**Set exercise:**
Rewrite the listing below with "white ski pole" swapped for "black ski pole" and everything else left as it is.

--- Start Data records ---

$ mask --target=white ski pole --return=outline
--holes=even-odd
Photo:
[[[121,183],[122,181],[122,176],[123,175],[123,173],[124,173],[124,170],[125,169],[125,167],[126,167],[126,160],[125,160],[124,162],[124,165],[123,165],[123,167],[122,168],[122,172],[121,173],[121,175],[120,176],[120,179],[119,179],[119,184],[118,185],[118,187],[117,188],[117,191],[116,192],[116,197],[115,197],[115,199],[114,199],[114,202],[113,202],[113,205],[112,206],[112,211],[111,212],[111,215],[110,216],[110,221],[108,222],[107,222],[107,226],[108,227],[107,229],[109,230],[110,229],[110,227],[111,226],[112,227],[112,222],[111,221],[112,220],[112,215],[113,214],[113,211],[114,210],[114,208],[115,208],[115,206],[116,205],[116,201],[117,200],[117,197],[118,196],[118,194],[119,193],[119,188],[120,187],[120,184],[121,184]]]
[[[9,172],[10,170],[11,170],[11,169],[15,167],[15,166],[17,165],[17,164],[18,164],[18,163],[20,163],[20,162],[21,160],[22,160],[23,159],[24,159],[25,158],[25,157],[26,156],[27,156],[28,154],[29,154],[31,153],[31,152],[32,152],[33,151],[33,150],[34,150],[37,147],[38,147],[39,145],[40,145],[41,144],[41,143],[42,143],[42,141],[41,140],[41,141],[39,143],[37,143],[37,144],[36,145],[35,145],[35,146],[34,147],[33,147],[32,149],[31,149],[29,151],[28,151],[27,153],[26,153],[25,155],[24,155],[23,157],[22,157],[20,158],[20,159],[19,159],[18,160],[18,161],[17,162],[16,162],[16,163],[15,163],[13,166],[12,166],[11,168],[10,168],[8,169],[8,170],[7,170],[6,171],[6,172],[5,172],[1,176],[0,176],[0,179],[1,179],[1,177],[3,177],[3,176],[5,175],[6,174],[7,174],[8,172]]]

--- End Data records ---

**Task output:**
$ mask --target=black ski pole --return=outline
--holes=even-odd
Photo:
[[[121,183],[122,181],[122,176],[123,175],[123,173],[124,173],[124,170],[125,169],[125,167],[126,167],[126,160],[125,160],[124,162],[124,165],[123,165],[123,167],[122,168],[122,172],[121,173],[121,175],[120,176],[120,179],[119,179],[119,184],[118,185],[118,187],[117,188],[117,191],[116,192],[116,197],[115,197],[115,199],[114,199],[114,202],[113,202],[113,205],[112,206],[112,211],[111,212],[111,215],[110,216],[110,221],[108,222],[107,222],[107,226],[108,227],[107,229],[109,230],[110,229],[110,227],[111,226],[112,227],[112,222],[111,221],[112,220],[112,215],[113,214],[113,211],[114,210],[114,208],[115,208],[115,206],[116,205],[116,201],[117,200],[117,197],[118,196],[118,194],[119,193],[119,188],[120,187],[120,184],[121,184]]]
[[[9,172],[10,170],[11,170],[11,169],[15,167],[15,166],[17,165],[17,164],[18,164],[18,163],[20,163],[20,162],[21,160],[22,160],[23,159],[24,159],[25,158],[25,157],[26,156],[27,156],[28,154],[29,154],[31,153],[31,152],[32,152],[33,151],[33,150],[34,150],[37,147],[38,147],[39,145],[40,145],[41,144],[41,143],[42,143],[42,141],[41,140],[41,141],[39,143],[37,143],[37,144],[36,145],[35,145],[35,146],[34,147],[33,147],[32,149],[31,149],[29,151],[28,151],[27,153],[26,153],[25,155],[24,155],[23,157],[22,157],[20,158],[20,159],[19,159],[18,160],[18,161],[17,162],[16,162],[16,163],[15,163],[13,166],[12,166],[11,168],[10,168],[8,169],[8,170],[7,170],[6,171],[6,172],[5,172],[1,176],[0,176],[0,179],[1,179],[1,177],[3,177],[3,176],[5,175],[6,174],[7,174],[8,172]]]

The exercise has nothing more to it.